* _Source document_:
□ □ □ □ □

Stocklinch is a village and civil parish  north-east of Ilminster in the South Somerset district of Somerset, England.

History

The village is one Somerset's nine Thankful Villages (from a total of 52 villages in England and Wales), in which all the men who served in World War I came home, and one of only 14 doubly thankful villages in the country as it also did not lose any soldiers in World War II.

Governance

The parish council has responsibility for local issues, including setting an annual precept (local rate) to cover the council's operating costs and producing annual accounts for public scrutiny. The parish council evaluates local planning applications and works with the local police, district council officers, and neighbourhood watch groups on matters of crime, security, and traffic. The parish council's role also includes initiating projects for the maintenance and repair of parish facilities, as well as consulting with the district council on the maintenance, repair, and improvement of highways, drainage, footpaths, public transport, and street cleaning. Conservation matters (including trees and listed buildings) and environmental issues are also the responsibility of the council.

□ □ □ □ □

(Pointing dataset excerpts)
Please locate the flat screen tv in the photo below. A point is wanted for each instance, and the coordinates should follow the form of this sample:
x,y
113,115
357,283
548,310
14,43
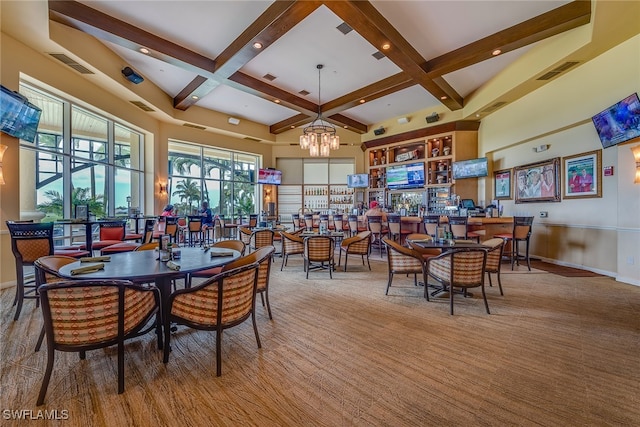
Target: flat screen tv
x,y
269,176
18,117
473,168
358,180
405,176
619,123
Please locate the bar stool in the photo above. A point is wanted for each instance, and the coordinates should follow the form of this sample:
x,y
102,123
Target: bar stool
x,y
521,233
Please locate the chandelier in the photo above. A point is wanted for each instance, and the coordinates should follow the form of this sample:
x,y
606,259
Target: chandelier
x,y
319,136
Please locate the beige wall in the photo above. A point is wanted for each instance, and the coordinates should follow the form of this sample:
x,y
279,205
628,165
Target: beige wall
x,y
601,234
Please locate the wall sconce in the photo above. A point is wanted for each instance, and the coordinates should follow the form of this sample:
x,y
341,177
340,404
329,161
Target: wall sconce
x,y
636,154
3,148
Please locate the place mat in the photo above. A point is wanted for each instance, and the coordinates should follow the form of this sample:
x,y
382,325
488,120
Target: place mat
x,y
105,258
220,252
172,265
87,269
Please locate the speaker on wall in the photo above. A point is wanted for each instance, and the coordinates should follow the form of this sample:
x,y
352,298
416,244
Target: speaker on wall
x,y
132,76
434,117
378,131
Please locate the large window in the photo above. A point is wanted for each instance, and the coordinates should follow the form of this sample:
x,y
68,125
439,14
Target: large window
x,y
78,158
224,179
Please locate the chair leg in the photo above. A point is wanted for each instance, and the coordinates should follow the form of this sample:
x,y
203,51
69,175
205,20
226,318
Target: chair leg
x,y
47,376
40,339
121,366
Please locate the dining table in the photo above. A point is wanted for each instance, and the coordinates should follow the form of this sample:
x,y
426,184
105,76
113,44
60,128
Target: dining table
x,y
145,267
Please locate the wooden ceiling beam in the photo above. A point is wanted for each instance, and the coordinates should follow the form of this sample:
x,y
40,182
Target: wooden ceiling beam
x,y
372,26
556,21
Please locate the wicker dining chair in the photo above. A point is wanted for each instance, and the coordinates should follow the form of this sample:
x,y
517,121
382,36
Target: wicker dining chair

□ □ □ □ □

* _Exercise brief_: In the Stocklinch article above, which matters does the parish council consult with the district council on? List every one.

* _Exercise response_:
- Highways
- Drainage
- Footpaths
- Public transport
- Street cleaning